A cet égard, le Comité invite l’État partie à se reporter à son Observation générale no. 20 (2009) relative à la non-discrimination dans la jouissance des droits économiques, sociaux et culturels.
            Discrimination fondée sur l’orientation sexuelle
15.            Le Comité est préoccupé par le fait que l’État partie criminalise les relations sexuelles consenties entre adultes de même sexe (article 489 du Code pénal). Le Comité exprime son inquiétude concernant la discrimination fondée sur l’orientation sexuelle et l’identité de genre et la stigmatisation et la violence envers ces personnes (art. 2).
16.            Le Comité recommande à l’État partie d’abroger sans délai l’incrimination des relations sexuelles entre adultes de même sexe, de combattre toute discrimination ou stigmatisation contre les lesbiennes, les gays, les bisexuels et les transgenres fondée sur leur orientation sexuelle et de punir les auteurs de violence motivée par la haine envers ces personnes. Le Comité lui recommande enfin de veiller à ce que ces personnes puissent exercer tous les droits consacrés par le Pacte.
            Egalité des droits entre les hommes et les femmes
17.            Le Comité demeure préoccupé que les progrès pour l’élimination de la discrimination à l’égard des femmes sont très lents. Il est aussi préoccupé par  la persistance des stéréotypes sexistes qui empêchent le plein exercice par les femmes de leurs droits économiques, sociaux et culturels. Le Comité:
a)            Exprime son inquiétude concernant les différents projets de lois en cours d’examen qui contiennent des dispositions discriminatoires contre les femmes (arts. 3 et 10);
b)            Regrette que la polygamie soit toujours légale et pratiquée même si l’État partie affirme une diminution de cette pratique (art. 3);
c)            Note avec préoccupation la persistance de la ségrégation, à la fois horizontale et verticale qui existe sur le marché de l’emploi et le très faible taux de participation des femmes au marché de travail. Il est également préoccupé par le fait que les femmes occupent des emplois précaires et moins payés (arts. 3 et 7).

> _DONNÉES BRUTES_:
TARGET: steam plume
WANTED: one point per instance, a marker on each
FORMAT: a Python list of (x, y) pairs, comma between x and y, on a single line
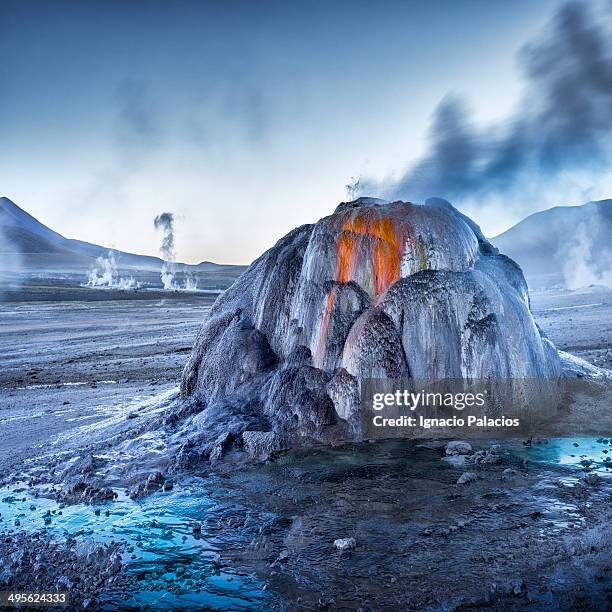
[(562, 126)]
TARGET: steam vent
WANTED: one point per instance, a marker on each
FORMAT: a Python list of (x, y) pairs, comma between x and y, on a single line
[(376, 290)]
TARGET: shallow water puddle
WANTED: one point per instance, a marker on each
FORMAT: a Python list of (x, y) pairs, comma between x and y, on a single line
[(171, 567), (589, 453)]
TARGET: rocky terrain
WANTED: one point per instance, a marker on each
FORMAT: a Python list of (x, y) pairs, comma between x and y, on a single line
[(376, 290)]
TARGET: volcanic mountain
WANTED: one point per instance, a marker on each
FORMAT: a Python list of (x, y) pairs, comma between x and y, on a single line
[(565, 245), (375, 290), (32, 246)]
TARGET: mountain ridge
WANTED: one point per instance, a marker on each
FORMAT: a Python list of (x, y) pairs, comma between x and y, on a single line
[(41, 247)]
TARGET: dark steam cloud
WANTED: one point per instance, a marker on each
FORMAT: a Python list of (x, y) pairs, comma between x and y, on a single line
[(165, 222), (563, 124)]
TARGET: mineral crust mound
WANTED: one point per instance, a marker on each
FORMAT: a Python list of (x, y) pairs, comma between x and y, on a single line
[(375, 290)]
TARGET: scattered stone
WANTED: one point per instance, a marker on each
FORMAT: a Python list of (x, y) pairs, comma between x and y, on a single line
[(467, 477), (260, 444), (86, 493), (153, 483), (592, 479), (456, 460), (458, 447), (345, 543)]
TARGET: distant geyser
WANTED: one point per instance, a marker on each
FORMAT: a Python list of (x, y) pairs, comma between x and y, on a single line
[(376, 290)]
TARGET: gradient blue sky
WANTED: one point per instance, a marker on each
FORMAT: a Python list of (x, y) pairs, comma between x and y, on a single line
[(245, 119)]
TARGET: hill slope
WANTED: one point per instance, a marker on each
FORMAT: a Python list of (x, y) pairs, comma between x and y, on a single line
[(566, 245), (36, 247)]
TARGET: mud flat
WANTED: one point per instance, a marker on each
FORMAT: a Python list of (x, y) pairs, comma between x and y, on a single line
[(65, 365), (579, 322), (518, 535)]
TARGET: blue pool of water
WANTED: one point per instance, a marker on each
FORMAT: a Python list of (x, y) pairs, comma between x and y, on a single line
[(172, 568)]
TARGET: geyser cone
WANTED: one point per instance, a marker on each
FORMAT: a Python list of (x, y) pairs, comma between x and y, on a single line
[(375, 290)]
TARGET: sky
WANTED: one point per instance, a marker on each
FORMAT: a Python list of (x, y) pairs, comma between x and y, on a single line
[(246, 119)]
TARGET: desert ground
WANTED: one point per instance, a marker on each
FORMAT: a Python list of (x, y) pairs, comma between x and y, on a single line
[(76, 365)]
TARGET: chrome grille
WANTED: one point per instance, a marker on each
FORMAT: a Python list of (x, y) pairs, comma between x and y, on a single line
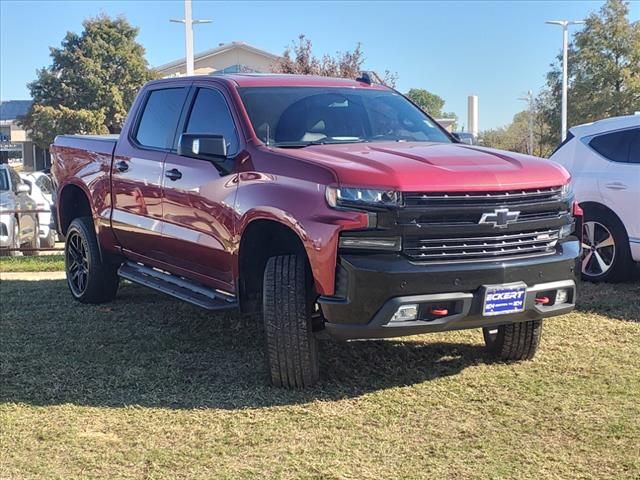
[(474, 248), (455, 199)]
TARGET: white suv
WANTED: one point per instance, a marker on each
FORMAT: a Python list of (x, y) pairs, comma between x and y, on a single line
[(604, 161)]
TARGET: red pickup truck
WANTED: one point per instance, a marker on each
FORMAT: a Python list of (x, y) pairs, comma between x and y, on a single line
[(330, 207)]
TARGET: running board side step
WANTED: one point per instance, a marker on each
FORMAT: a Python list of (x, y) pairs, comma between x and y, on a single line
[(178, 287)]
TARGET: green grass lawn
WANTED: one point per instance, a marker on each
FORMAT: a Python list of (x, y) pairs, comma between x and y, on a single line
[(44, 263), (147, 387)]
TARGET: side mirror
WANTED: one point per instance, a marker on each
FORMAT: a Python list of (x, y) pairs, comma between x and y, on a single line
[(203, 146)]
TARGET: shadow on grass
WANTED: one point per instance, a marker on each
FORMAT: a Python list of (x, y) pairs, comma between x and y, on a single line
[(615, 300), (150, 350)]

> _CONSIGNES_:
1. Veuillez recopier le passage du texte qui va de « A cet égard, le » à « personnes (art. 2). ».
2. Résumez le texte en deux phrases.

> _CORRIGÉ_:
1.
A cet égard, le Comité invite l’État partie à se reporter à son Observation générale no. 20 (2009) relative à la non-discrimination dans la jouissance des droits économiques, sociaux et culturels.
            Discrimination fondée sur l’orientation sexuelle
15.            Le Comité est préoccupé par le fait que l’État partie criminalise les relations sexuelles consenties entre adultes de même sexe (article 489 du Code pénal). Le Comité exprime son inquiétude concernant la discrimination fondée sur l’orientation sexuelle et l’identité de genre et la stigmatisation et la violence envers ces personnes (art. 2).

2. Le Comité s'inquiète de la criminalisation des relations sexuelles consenties entre adultes de même sexe et recommande à l'État partie de l'abroger, de combattre la discrimination fondée sur l'orientation sexuelle et de punir les violences motivées par la haine envers ces personnes. Il juge aussi très lents les progrès contre la discrimination à l'égard des femmes et s'en préoccupe en citant des projets de lois discriminatoires, la polygamie toujours légale et la ségrégation sur le marché de l'emploi.